#### Aim of the task:
Rewrite the data below with every "Target" changed to "Object" and nothing else altered, and leave the pictures out of your answer.

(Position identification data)

# # # # #

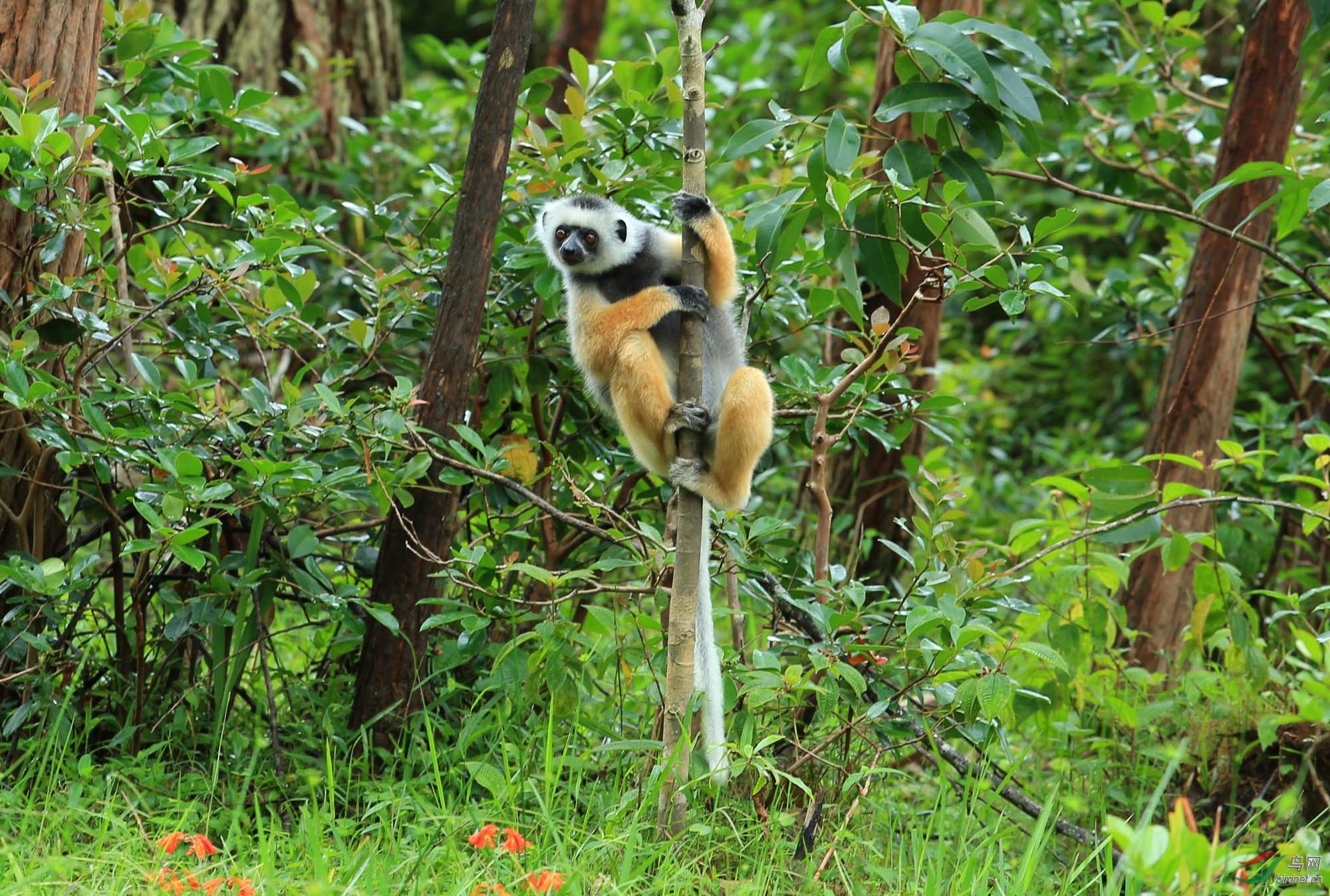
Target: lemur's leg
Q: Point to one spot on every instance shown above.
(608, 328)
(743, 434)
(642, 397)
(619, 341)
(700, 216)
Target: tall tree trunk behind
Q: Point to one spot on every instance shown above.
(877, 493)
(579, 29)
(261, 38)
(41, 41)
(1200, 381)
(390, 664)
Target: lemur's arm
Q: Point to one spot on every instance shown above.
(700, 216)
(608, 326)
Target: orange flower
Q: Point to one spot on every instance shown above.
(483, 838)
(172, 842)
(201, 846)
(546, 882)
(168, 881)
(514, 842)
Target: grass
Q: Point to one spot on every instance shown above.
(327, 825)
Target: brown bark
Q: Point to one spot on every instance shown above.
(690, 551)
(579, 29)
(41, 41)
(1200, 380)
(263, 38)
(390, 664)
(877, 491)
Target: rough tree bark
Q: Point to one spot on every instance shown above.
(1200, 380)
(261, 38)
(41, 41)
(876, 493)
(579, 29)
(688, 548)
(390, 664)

# # # # #

#### Right answer:
Object: lemur's leg
Q: Point to one spot on every instance shown above.
(608, 328)
(743, 434)
(642, 397)
(619, 341)
(700, 216)
Object: tall tree trunk behind
Q: Point to one spot on every instance shown above.
(877, 493)
(579, 29)
(261, 38)
(41, 41)
(1200, 381)
(390, 664)
Object: lemur's arm
Q: Point to one spot on every instance shown above.
(700, 216)
(608, 326)
Object: orange flower
Q: Point to one spot on every instance shown above.
(483, 838)
(172, 842)
(201, 846)
(546, 882)
(168, 881)
(514, 842)
Object: grass
Q: Point to one spot on every instance shown above.
(327, 825)
Object: brown bark
Q: Point to one spot on every instance shown above.
(690, 551)
(579, 29)
(41, 41)
(1200, 380)
(263, 38)
(390, 664)
(877, 491)
Object: rough tree bark
Q: Point to one spot on every instance shown above.
(1200, 380)
(261, 38)
(41, 41)
(876, 493)
(579, 29)
(688, 548)
(390, 664)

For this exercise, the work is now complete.